Input data =>
-=-=-
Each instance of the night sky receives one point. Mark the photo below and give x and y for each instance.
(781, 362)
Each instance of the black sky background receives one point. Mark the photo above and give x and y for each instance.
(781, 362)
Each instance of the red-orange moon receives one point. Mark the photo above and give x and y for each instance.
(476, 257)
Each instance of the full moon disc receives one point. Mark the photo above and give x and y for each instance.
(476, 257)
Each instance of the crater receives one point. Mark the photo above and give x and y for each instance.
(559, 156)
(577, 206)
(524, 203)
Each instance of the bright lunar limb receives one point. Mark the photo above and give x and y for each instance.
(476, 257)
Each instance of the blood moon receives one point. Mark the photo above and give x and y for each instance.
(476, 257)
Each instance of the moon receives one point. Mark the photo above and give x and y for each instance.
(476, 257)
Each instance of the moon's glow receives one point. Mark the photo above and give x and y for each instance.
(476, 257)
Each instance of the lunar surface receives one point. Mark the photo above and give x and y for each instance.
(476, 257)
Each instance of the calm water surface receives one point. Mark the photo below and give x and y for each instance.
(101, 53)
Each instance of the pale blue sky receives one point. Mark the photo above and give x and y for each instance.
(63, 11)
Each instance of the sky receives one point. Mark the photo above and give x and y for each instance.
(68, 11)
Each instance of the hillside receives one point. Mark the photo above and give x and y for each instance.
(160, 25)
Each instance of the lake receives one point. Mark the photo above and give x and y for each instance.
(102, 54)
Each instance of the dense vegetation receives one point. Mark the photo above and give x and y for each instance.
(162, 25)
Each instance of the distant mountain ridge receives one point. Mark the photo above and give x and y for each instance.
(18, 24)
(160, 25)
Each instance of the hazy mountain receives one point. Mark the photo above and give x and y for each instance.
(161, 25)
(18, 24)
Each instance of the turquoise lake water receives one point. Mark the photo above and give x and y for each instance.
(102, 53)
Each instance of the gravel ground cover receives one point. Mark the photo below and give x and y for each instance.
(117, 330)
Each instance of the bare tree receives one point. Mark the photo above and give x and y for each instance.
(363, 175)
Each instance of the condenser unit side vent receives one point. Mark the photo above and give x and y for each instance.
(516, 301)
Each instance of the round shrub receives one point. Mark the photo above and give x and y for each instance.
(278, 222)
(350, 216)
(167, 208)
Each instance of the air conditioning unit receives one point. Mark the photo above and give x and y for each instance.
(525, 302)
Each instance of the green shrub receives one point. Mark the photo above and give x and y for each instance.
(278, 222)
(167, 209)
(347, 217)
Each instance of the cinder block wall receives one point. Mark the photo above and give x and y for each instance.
-=-=-
Brief => Return the records in their entirety. Keep every character as it is.

Reply =>
Each instance of the night sky receives one point. Mark the photo below and give x and y for each instance.
(781, 362)
Each instance of the black sky background receives one point. Mark the photo above and give x and y for each instance.
(781, 362)
Each instance of the red-orange moon receives one point. Mark the photo above and give x and y for each instance.
(476, 257)
Each instance of the full moon disc receives one point. Mark the photo above and give x and y for each instance.
(476, 257)
Each instance of the crater receives one point. Mark the photo above and give x and y for each instance.
(559, 156)
(577, 206)
(524, 203)
Each instance of the bright lunar limb receives one point. Mark the photo above and give x and y for each instance.
(476, 257)
Each instance of the blood moon receives one point. Mark the photo above and give x and y for each instance.
(476, 257)
Each instance of the moon receives one point. Mark the photo above and give x and y for each instance.
(476, 257)
Each instance of the moon's glow receives one point. Mark the photo above and give x and y for each instance.
(476, 257)
Each instance of the lunar surface receives one point. Mark the photo above and give x and y for each instance.
(476, 257)
Each instance of the calm water surface receives one point. Mark the photo below and give x and y for each instance.
(101, 53)
Each instance of the pale blue sky receives one point. Mark the photo above and give x and y for each instance.
(63, 11)
Each instance of the sky receives one point. Mark the photo above and give x and y for each instance.
(68, 11)
Each instance of the hillside receives one point. Mark the photo above and give x and y for each instance.
(160, 25)
Each instance of the lake receives one point. Mark the photo above and give x and y for each instance.
(102, 54)
Each instance of the dense vegetation receives one point. Mark the photo above and give x and y for each instance.
(162, 25)
Each instance of the distant mountain ridge receives one point. Mark the photo above and give x and y for each instance.
(18, 24)
(160, 25)
Each instance of the hazy mountain receives one point. Mark the photo above and give x and y for each instance.
(161, 25)
(18, 24)
Each instance of the turquoise lake water receives one point. Mark the photo above and give x and y for each instance.
(102, 53)
Each instance of the gravel ground cover receives one point. Mark the photo below and give x and y for each instance.
(117, 330)
Each instance of the bare tree receives one point. Mark the photo above and give x and y for each instance.
(363, 175)
Each instance of the condenser unit side vent receives one point. Mark the photo above and give x and y for each instance.
(516, 301)
Each instance of the round shrub receives one point. Mark the photo above and give x and y for each instance.
(278, 222)
(350, 216)
(167, 208)
Each instance of the air conditioning unit receives one point. Mark the photo above and give x and y for each instance.
(525, 302)
Each instance of the green shrub receives one point. Mark the photo above and give x and y for each instance.
(278, 222)
(167, 209)
(347, 217)
Each instance of the cinder block wall receives one point. Mark the photo above and give x and y for each instance.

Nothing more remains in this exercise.